INSTRUCTION
Please extract every line of the records below and reproduce each one word for word.

Stored data entries
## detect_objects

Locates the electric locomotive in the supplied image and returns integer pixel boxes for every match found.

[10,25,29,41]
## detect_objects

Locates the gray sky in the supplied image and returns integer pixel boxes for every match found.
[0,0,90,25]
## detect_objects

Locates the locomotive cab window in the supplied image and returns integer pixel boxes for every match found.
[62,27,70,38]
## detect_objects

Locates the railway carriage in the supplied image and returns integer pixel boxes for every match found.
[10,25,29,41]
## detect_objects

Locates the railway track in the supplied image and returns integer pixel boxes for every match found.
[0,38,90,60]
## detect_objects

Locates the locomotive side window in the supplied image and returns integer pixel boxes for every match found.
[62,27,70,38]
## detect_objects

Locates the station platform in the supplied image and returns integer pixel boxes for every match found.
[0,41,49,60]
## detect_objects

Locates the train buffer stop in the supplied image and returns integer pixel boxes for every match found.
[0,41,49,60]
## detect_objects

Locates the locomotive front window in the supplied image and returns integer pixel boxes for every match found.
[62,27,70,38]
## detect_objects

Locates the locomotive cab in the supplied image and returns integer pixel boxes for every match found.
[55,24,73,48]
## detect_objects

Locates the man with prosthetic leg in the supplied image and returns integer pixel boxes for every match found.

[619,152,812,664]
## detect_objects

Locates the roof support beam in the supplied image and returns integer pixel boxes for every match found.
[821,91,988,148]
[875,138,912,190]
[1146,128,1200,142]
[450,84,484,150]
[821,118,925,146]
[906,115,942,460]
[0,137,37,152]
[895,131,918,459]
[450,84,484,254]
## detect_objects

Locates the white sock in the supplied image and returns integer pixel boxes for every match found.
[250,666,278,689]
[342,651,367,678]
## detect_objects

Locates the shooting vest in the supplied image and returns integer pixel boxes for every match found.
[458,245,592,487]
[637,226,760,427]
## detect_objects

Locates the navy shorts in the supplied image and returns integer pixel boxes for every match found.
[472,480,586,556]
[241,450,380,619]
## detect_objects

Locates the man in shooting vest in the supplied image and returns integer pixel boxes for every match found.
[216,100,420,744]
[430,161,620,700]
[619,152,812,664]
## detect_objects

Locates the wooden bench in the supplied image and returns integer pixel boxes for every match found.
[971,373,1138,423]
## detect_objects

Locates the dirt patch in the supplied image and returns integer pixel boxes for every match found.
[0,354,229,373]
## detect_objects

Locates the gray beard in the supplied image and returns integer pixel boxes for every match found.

SOLVED PROBLEM
## detect_objects

Locates the electric locomotive in the supplied image and returns integer pixel boxes for every match found.

[10,25,29,41]
## detect_objects

Locates the gray sky in the supplied image and returns integer pixel boxes for every match found.
[0,0,90,25]
## detect_objects

Locates the locomotive cab window in the supplied image and returns integer pixel boxes for every match found.
[62,27,70,38]
## detect_objects

Locates the railway carriage in the supplied image and returns integer pixel boxes for every match found.
[10,25,29,41]
## detect_objects

Locates the railway track in the supplied image and returns integer pixel boxes for every match found.
[0,38,90,60]
## detect_objects

Locates the locomotive side window in the supplied image and returns integer pixel boxes for every match found.
[62,27,70,38]
## detect_objects

Locates the station platform in the supplied image and returns integer pixel boxes for every match found.
[0,41,49,60]
## detect_objects

Locates the train buffer stop in the supplied image and returns integer pixel boxes for every match found.
[0,41,49,60]
## detect_objects

Locates the locomotive front window in the supplied image and returns integer pixel boxes for every match found.
[62,27,70,38]
## detect_objects

Locates the locomotive cab in the supplied image and returns integer pixel boxes for every match found.
[55,24,73,48]
## detect_objects

Locates the man with prosthetic leg in the supplied image and returns integer pixel boxes for every match found.

[619,152,812,664]
## detect_objects

Locates the roof support beam in the supplied image and returns integer pixel boxes for every match found.
[821,91,988,148]
[875,138,912,190]
[1146,128,1200,142]
[450,84,484,150]
[821,118,925,146]
[906,115,942,460]
[0,137,37,152]
[895,131,918,459]
[450,84,484,254]
## detect_objects

Locates the white sock in the supplied image and returns integer pixel boxes for every match found.
[250,666,278,689]
[342,651,367,678]
## detect_objects

Locates the shooting vest in the supplied image and returns integer pixel boxes for every match found.
[458,245,592,487]
[637,226,760,427]
## detect_objects

Locates the navy shorts in the supplied image and returns integer pixel boxes for every match found.
[472,480,586,556]
[241,450,380,619]
## detect_objects

Locates the man in shooting vest in the supplied image and returns integer pixel boxes for every match found.
[216,100,420,744]
[430,161,620,700]
[619,152,812,664]
## detect_objects

Locates the wooden bench in the supplied image and returns integer pixel boxes for every match found.
[971,373,1138,423]
## detect_objects

Locates the dirt patch in the supplied image and returns integer pixel boxes for every match found.
[0,354,229,373]
## detect_objects

Locates the gray beard in the supplied image and returns integer pixel boxes for every match found.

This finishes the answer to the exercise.